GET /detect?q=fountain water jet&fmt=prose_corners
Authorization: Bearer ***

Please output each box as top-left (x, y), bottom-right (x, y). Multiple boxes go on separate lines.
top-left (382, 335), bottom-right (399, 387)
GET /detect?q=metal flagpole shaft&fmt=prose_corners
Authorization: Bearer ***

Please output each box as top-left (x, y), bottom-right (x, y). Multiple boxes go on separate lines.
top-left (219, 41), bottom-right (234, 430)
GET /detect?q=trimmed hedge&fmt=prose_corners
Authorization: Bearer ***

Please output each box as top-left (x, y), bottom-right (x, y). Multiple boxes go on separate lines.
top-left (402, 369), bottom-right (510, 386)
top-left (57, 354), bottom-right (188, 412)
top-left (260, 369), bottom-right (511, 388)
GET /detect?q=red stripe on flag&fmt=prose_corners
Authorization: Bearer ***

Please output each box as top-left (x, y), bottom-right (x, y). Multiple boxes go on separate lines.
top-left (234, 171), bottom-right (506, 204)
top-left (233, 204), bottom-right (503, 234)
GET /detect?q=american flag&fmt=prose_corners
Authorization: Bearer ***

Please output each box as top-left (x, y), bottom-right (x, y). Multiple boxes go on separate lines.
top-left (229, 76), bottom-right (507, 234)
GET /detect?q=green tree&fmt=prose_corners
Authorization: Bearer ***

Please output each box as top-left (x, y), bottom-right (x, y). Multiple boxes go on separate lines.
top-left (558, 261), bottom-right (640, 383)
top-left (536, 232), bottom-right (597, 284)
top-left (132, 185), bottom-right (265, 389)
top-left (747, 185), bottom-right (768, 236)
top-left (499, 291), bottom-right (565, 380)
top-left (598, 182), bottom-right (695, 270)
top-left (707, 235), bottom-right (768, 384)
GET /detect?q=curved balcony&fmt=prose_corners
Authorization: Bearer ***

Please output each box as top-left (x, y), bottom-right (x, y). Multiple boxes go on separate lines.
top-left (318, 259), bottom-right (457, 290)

**What is being asked**
Print every entry exactly as it appears.

**Reply to the task**
GET /detect?q=fountain water jet&fmt=prose_corners
Authorization: Bearer ***

Please output each box as top-left (x, y), bottom-right (x, y). Multiple boxes go on separate lines.
top-left (382, 335), bottom-right (399, 387)
GET /detect?q=metal flagpole shaft&fmt=prose_corners
Authorization: Bearer ***

Please output each box as top-left (x, y), bottom-right (x, y). Multiple boxes go on separate lines.
top-left (219, 41), bottom-right (234, 430)
GET /detect?q=trimmed hedge&fmt=prose_corners
Authorization: Bearer ***

Please output each box as top-left (x, y), bottom-right (x, y). Multiple boxes go on separate lines.
top-left (402, 369), bottom-right (510, 386)
top-left (57, 354), bottom-right (188, 412)
top-left (260, 369), bottom-right (511, 388)
GET /detect?q=red stripe on flag&fmt=prose_corners
Authorization: Bearer ***

Please output each box as top-left (x, y), bottom-right (x, y). Multiple boxes go on separate lines.
top-left (234, 171), bottom-right (506, 204)
top-left (233, 204), bottom-right (503, 234)
GET /detect?q=american flag&fmt=prose_corners
Authorization: Bearer ***

Please output each box as top-left (x, y), bottom-right (x, y). Multiple boxes go on separate lines.
top-left (229, 76), bottom-right (507, 234)
GET /detect?q=green tree&fmt=prose_corners
Authorization: Bearer ***

Please output each box as top-left (x, y), bottom-right (x, y). Multiple boxes go on separate lines.
top-left (558, 261), bottom-right (640, 383)
top-left (536, 232), bottom-right (597, 284)
top-left (132, 185), bottom-right (265, 389)
top-left (747, 185), bottom-right (768, 236)
top-left (499, 291), bottom-right (565, 380)
top-left (598, 182), bottom-right (695, 270)
top-left (707, 235), bottom-right (768, 384)
GET /detect?q=curved balcony&fmt=prose_corners
Authorization: Bearer ***

Please output each box as top-left (x, y), bottom-right (x, y). Multiple boxes go on separate lines.
top-left (318, 259), bottom-right (457, 290)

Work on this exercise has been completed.